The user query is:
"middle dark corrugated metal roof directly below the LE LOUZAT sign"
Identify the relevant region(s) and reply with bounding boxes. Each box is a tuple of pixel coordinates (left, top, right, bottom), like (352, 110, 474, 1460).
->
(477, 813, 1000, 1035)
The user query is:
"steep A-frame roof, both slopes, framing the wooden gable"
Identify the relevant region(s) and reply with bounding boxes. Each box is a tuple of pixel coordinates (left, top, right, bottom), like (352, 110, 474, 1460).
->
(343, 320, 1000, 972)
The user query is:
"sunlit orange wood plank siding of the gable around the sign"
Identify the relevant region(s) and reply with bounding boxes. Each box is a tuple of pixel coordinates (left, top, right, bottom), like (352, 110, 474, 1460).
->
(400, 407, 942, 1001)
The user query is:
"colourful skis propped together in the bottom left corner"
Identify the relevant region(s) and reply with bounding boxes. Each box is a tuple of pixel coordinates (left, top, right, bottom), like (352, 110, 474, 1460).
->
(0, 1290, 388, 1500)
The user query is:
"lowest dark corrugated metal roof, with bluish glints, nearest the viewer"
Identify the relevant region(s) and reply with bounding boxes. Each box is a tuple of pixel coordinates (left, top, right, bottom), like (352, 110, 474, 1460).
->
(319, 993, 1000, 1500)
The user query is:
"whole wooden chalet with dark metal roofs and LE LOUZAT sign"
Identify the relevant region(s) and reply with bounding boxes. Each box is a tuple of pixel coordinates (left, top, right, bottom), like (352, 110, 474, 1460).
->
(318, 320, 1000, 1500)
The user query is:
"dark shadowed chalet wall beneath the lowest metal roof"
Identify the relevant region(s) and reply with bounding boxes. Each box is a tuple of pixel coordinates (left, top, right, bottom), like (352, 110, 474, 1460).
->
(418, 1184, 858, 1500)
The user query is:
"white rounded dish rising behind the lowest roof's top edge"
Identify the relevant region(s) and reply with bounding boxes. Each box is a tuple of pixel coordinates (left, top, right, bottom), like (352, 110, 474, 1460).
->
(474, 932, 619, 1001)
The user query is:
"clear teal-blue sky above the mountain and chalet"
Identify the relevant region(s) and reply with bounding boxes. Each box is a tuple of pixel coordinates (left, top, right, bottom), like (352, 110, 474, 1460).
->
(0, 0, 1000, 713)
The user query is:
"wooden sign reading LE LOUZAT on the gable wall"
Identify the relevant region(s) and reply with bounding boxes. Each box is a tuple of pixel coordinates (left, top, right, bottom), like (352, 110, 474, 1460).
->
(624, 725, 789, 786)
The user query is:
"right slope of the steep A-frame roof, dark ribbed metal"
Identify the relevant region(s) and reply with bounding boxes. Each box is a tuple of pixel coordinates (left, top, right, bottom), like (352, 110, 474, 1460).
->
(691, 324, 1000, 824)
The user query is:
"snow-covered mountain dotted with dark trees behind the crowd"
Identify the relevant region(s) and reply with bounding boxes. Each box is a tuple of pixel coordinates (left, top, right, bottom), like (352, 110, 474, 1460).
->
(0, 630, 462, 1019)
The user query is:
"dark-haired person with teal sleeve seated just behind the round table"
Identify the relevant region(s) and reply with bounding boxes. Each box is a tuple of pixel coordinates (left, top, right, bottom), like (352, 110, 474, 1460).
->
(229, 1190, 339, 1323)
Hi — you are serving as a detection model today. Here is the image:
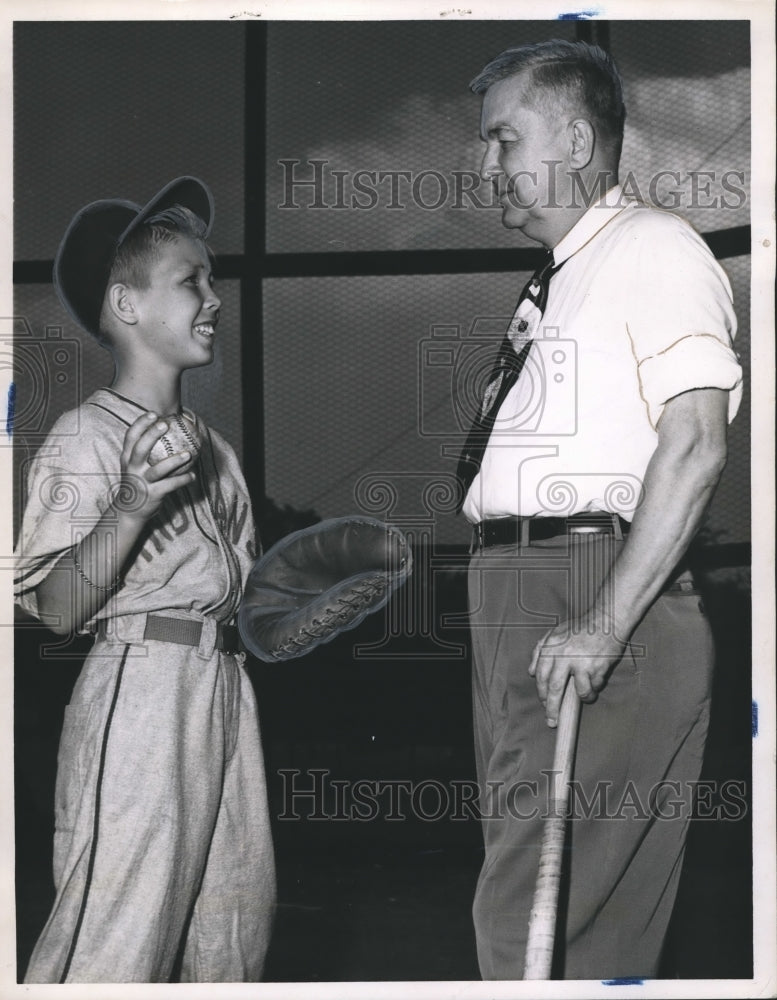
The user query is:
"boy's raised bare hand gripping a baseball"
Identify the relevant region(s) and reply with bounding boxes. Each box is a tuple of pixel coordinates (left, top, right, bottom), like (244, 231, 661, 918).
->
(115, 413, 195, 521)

===============

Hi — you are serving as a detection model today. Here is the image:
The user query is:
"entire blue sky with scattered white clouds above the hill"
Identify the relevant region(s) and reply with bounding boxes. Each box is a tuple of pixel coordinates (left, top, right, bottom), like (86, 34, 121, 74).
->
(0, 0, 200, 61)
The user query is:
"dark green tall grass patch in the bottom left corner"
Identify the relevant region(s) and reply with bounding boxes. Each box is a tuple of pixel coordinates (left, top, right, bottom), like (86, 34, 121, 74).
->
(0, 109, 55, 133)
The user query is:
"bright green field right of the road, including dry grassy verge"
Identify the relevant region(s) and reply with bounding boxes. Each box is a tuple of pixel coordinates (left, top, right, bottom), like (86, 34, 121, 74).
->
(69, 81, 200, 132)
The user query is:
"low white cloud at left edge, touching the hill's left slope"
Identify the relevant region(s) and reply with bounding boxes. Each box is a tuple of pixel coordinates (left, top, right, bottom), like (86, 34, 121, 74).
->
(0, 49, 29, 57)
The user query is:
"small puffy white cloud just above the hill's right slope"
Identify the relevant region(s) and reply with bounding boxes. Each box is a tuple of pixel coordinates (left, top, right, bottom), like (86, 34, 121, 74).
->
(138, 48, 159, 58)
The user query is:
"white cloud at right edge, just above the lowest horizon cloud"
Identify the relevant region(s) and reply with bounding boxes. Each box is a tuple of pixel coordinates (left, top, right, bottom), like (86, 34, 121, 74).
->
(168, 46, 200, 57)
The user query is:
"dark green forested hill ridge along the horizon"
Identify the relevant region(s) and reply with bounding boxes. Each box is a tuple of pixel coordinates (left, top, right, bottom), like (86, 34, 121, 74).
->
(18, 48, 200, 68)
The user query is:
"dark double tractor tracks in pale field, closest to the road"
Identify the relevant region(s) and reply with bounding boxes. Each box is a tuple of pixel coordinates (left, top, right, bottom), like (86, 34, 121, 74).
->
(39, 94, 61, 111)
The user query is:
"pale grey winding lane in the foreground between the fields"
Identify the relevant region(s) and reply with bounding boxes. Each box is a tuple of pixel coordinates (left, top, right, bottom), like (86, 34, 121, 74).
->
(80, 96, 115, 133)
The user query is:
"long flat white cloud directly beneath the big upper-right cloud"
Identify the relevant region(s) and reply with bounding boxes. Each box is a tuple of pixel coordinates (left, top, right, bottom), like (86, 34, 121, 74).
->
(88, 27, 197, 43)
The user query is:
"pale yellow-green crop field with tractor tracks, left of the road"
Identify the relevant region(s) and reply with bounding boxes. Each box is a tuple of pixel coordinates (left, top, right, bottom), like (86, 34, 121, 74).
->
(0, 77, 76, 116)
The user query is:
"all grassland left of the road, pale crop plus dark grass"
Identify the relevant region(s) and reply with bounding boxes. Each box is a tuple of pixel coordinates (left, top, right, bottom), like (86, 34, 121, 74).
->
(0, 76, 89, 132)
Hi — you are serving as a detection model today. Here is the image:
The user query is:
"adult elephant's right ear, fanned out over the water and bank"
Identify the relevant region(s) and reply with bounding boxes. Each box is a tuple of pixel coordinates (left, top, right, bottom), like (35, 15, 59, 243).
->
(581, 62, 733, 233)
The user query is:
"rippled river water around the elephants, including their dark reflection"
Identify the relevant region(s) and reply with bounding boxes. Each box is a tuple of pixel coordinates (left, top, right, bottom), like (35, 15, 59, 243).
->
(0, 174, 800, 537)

===============

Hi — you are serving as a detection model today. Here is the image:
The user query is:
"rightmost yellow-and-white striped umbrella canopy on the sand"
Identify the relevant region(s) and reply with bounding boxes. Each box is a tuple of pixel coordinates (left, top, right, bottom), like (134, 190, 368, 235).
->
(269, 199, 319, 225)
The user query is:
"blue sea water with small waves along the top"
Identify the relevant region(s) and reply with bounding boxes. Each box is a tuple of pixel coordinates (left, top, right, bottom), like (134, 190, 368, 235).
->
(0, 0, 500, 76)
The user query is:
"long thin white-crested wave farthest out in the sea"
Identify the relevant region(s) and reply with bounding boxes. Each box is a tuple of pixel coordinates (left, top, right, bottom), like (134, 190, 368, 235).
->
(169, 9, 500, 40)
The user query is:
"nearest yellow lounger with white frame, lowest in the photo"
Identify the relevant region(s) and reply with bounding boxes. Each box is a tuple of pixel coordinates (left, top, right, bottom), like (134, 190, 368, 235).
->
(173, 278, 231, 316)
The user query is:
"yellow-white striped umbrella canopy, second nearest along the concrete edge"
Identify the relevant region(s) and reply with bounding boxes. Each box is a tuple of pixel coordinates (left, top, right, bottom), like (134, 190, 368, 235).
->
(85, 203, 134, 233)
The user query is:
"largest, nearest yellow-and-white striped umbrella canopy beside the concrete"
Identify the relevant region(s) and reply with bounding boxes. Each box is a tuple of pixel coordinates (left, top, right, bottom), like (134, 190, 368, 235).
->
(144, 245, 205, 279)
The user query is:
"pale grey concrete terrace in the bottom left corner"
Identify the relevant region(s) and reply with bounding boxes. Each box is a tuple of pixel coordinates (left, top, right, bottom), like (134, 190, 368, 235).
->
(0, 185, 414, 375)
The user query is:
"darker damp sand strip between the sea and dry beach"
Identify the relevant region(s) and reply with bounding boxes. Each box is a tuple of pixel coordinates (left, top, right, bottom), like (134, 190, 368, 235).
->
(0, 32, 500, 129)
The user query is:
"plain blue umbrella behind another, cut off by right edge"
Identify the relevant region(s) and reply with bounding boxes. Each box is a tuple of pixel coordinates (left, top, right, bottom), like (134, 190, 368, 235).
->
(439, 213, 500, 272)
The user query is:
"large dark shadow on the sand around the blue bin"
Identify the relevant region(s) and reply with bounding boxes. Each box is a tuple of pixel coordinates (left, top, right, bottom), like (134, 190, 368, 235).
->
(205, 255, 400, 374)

===============

__Required action__
Set down, exactly as they stand above, the lines starting with the line with "metal roof directly" and going on through the line with "wooden chalet with", and no others.

__Task response__
"middle dark corrugated metal roof directly below the LE LOUZAT sign"
Identify the relevant region(s) and reply with bounding boxes. Each box is a tuple of pixel coordinates (left, top, right, bottom), like (352, 110, 474, 1460).
->
(477, 813, 1000, 1035)
The user query is:
"steep A-frame roof, both slopes, framing the wooden gable"
Identify the relevant region(s) and reply with bounding boxes. Each box is a tuple of pixel coordinates (left, top, right, bottom), like (352, 110, 474, 1460).
->
(343, 320, 1000, 972)
The user query is:
"sunlit orange wood plank siding of the gable around the sign"
Identify the relevant region(s) and reply with bounding boxes. Each box is a tuple of pixel coordinates (left, top, right, bottom), like (352, 110, 474, 1460).
->
(400, 407, 942, 1001)
The user query is:
"colourful skis propped together in the bottom left corner"
Identify the relevant region(s) and reply with bounding boxes. Each box is a tuple of pixel coordinates (left, top, right, bottom), like (352, 110, 474, 1460).
->
(0, 1290, 388, 1500)
The user query is:
"lowest dark corrugated metal roof, with bluish glints, nearest the viewer"
Identify the relevant region(s) and reply with bounding boxes. Each box is a tuple of pixel coordinates (left, top, right, bottom), like (352, 110, 474, 1460).
->
(319, 993, 1000, 1500)
The user query is:
"whole wooden chalet with dark metal roofs and LE LOUZAT sign"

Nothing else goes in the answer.